### Material provided
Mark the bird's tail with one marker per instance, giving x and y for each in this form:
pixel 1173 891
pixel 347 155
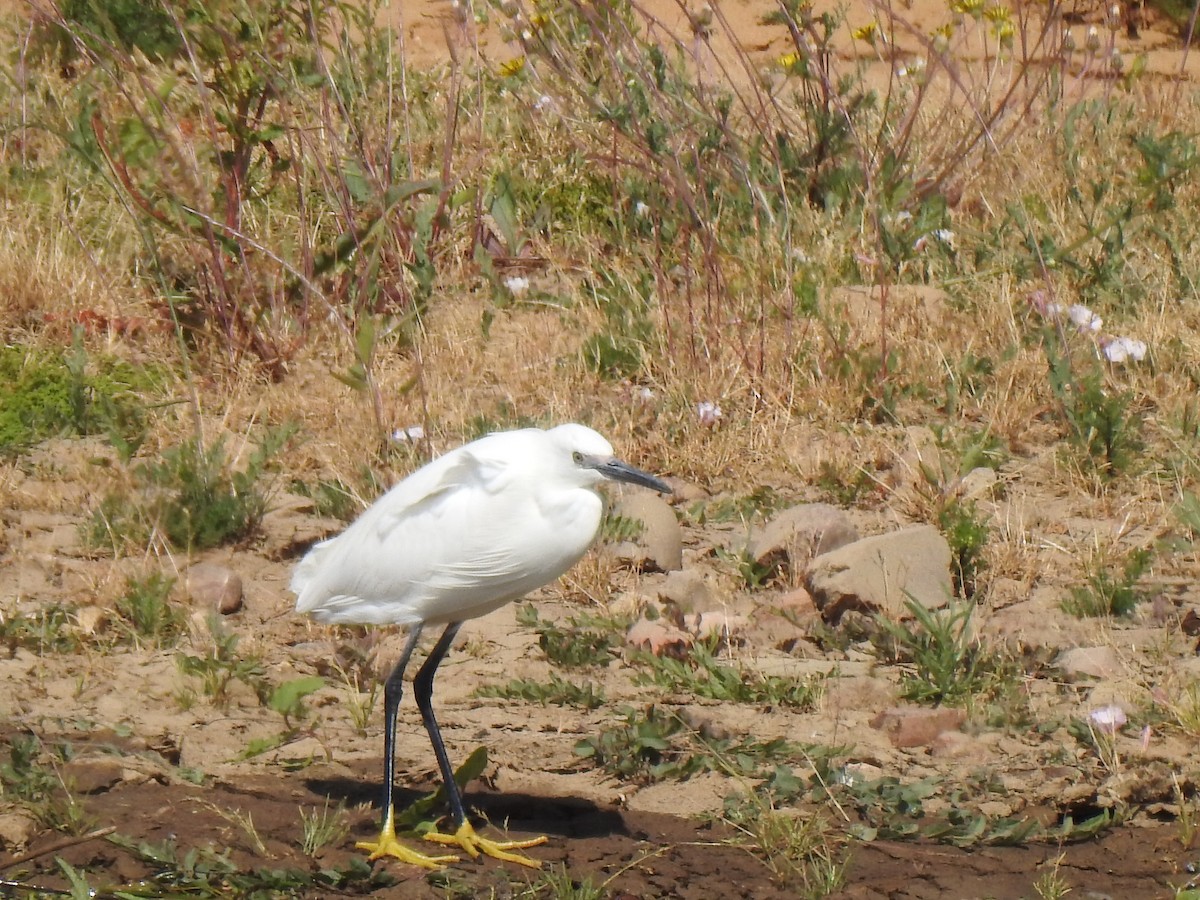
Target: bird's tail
pixel 305 573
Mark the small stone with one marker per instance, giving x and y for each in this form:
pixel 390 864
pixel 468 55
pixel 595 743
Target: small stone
pixel 881 574
pixel 718 623
pixel 797 534
pixel 215 587
pixel 659 637
pixel 688 591
pixel 912 726
pixel 16 829
pixel 93 775
pixel 91 619
pixel 1089 663
pixel 659 547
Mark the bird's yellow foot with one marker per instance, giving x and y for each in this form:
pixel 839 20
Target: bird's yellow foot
pixel 474 845
pixel 388 846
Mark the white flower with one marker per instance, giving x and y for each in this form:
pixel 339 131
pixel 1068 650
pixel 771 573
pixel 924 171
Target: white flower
pixel 1108 719
pixel 708 413
pixel 409 435
pixel 1084 318
pixel 1119 349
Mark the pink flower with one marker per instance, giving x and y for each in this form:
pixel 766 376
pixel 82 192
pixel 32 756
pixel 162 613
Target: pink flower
pixel 1108 719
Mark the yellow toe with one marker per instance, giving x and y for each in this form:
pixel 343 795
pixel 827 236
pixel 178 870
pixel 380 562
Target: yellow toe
pixel 388 846
pixel 475 844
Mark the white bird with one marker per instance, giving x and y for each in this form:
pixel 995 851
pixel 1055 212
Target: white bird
pixel 467 533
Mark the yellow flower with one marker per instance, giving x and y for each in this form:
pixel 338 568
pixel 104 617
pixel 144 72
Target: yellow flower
pixel 511 67
pixel 868 33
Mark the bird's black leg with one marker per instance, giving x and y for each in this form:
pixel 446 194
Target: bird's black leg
pixel 393 690
pixel 423 690
pixel 388 845
pixel 465 834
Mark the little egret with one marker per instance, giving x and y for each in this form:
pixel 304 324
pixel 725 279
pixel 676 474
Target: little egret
pixel 467 533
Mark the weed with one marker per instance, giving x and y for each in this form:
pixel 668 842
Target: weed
pixel 221 666
pixel 25 779
pixel 145 606
pixel 333 499
pixel 700 675
pixel 557 691
pixel 586 640
pixel 323 827
pixel 558 883
pixel 945 661
pixel 967 535
pixel 209 873
pixel 191 496
pixel 1108 592
pixel 43 396
pixel 43 631
pixel 657 744
pixel 1050 885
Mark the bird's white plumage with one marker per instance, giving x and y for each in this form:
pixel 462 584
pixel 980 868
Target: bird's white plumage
pixel 473 529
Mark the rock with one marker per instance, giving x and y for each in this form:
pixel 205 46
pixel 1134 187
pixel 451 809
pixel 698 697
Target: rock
pixel 717 623
pixel 799 533
pixel 660 544
pixel 215 587
pixel 915 726
pixel 783 623
pixel 955 745
pixel 16 829
pixel 94 775
pixel 688 591
pixel 1089 661
pixel 91 619
pixel 880 574
pixel 659 637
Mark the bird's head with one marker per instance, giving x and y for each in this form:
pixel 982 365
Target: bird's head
pixel 591 460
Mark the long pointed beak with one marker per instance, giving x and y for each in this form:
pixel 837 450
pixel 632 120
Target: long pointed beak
pixel 619 471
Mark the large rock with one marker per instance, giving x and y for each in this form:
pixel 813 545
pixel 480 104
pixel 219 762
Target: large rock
pixel 799 533
pixel 917 726
pixel 1089 663
pixel 880 574
pixel 215 587
pixel 660 544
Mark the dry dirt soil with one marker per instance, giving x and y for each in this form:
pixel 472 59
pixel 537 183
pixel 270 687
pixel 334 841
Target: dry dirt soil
pixel 133 741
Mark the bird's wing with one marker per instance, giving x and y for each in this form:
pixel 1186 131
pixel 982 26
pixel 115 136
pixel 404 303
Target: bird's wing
pixel 439 543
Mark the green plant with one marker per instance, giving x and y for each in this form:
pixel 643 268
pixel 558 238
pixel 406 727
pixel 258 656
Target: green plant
pixel 323 827
pixel 967 534
pixel 192 496
pixel 1108 591
pixel 45 395
pixel 30 778
pixel 700 675
pixel 42 631
pixel 943 660
pixel 586 641
pixel 217 669
pixel 557 691
pixel 147 609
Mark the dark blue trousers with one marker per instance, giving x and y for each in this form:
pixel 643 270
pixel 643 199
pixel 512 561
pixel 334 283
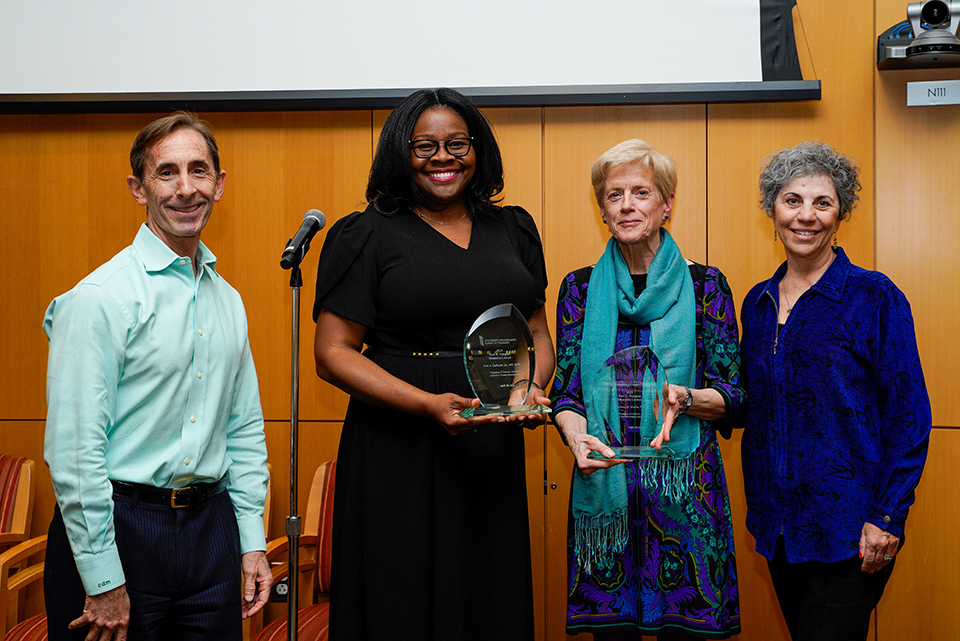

### Short task
Please return all of the data above word for word, leaving out the pictures.

### The reply
Mark the bird's tail with one marker per instance, giving x and y for each in this form:
pixel 1173 891
pixel 347 155
Target: bird's tail
pixel 305 573
Mark the small stone with one marker per instance, giving x and y for each in this form:
pixel 390 864
pixel 468 55
pixel 595 743
Target: small stone
pixel 881 574
pixel 718 623
pixel 797 534
pixel 215 587
pixel 659 637
pixel 688 591
pixel 912 726
pixel 16 829
pixel 93 775
pixel 91 619
pixel 1089 663
pixel 659 547
Mark the bird's yellow foot with one marker per instance, giving x and y for each in this form:
pixel 839 20
Target: bird's yellow foot
pixel 474 845
pixel 388 846
Mark the white flower with one marker per instance, giving x and y for each in this form:
pixel 339 131
pixel 1068 650
pixel 771 573
pixel 924 171
Target: white flower
pixel 1108 719
pixel 708 413
pixel 409 435
pixel 1084 318
pixel 1119 349
Mark the pink flower with one marker per instance, giving x and y for each in this form:
pixel 766 376
pixel 82 192
pixel 32 756
pixel 162 613
Target: pink flower
pixel 1108 719
Mark the yellow toe with one marker per instance, giving x and y for each in this form:
pixel 343 795
pixel 827 236
pixel 178 870
pixel 380 562
Target: yellow toe
pixel 388 846
pixel 475 844
Mark the white bird with one marker per instance, giving x and y for each in this form:
pixel 995 851
pixel 1055 212
Target: white bird
pixel 467 533
Mark the yellow flower with one marker per instance, giving x and y for each in this form:
pixel 338 568
pixel 104 617
pixel 144 72
Target: yellow flower
pixel 511 67
pixel 868 33
Mark the bird's black leg with one marker per instance, giving x and y for each in this form:
pixel 446 194
Target: bird's black leg
pixel 393 690
pixel 423 690
pixel 388 845
pixel 465 834
Mark the little egret with one marker per instance, giving x and y for each in this form:
pixel 304 324
pixel 725 279
pixel 676 474
Target: little egret
pixel 467 533
Mark the weed with one marker per instance, giving x and y for each in this form:
pixel 668 842
Target: weed
pixel 221 666
pixel 25 779
pixel 145 606
pixel 333 499
pixel 700 675
pixel 557 691
pixel 586 640
pixel 323 827
pixel 558 883
pixel 945 661
pixel 967 535
pixel 209 873
pixel 191 496
pixel 1108 592
pixel 43 396
pixel 43 631
pixel 657 744
pixel 1050 885
Mark the bird's white plumage with one marker per instance, giving x and y for each in this form:
pixel 462 584
pixel 980 868
Target: bird's white plumage
pixel 473 529
Mark the rock with one marker per instance, giving x and y for each in this form:
pixel 205 46
pixel 1134 187
pixel 451 809
pixel 698 697
Target: rock
pixel 717 623
pixel 799 533
pixel 660 544
pixel 215 587
pixel 915 726
pixel 783 623
pixel 955 745
pixel 16 829
pixel 94 775
pixel 688 591
pixel 1089 661
pixel 91 619
pixel 880 574
pixel 659 637
Mark the bird's head with one marker per instance, giving x and y for each in this form:
pixel 982 365
Target: bird's head
pixel 591 460
Mark the long pointed beak with one marker per instance, giving x and y for each in this form:
pixel 837 450
pixel 632 120
Target: long pointed beak
pixel 619 471
Mark the large rock with one marker per instance, giving x and y for each in this form:
pixel 813 545
pixel 480 104
pixel 219 762
Target: large rock
pixel 799 533
pixel 917 726
pixel 1089 663
pixel 880 574
pixel 215 587
pixel 660 544
Mark the dry dirt soil with one marker per instance, giving x and y for each in this form:
pixel 472 59
pixel 537 183
pixel 270 687
pixel 334 841
Target: dry dirt soil
pixel 133 741
Mark the bird's wing with one marker per instance, giving x and y for each in this form:
pixel 1186 131
pixel 982 26
pixel 115 136
pixel 404 303
Target: bird's wing
pixel 439 543
Mark the green plant with one marker per instance, giving x and y for each in this form:
pixel 643 268
pixel 558 238
pixel 406 727
pixel 258 656
Target: green plant
pixel 323 827
pixel 967 534
pixel 192 496
pixel 1108 591
pixel 45 395
pixel 30 778
pixel 700 675
pixel 42 631
pixel 943 660
pixel 586 641
pixel 217 669
pixel 557 691
pixel 147 609
Mark the dark blue trousers with one marker per instance, giving x and y for each in this form:
pixel 643 270
pixel 643 199
pixel 512 561
pixel 334 283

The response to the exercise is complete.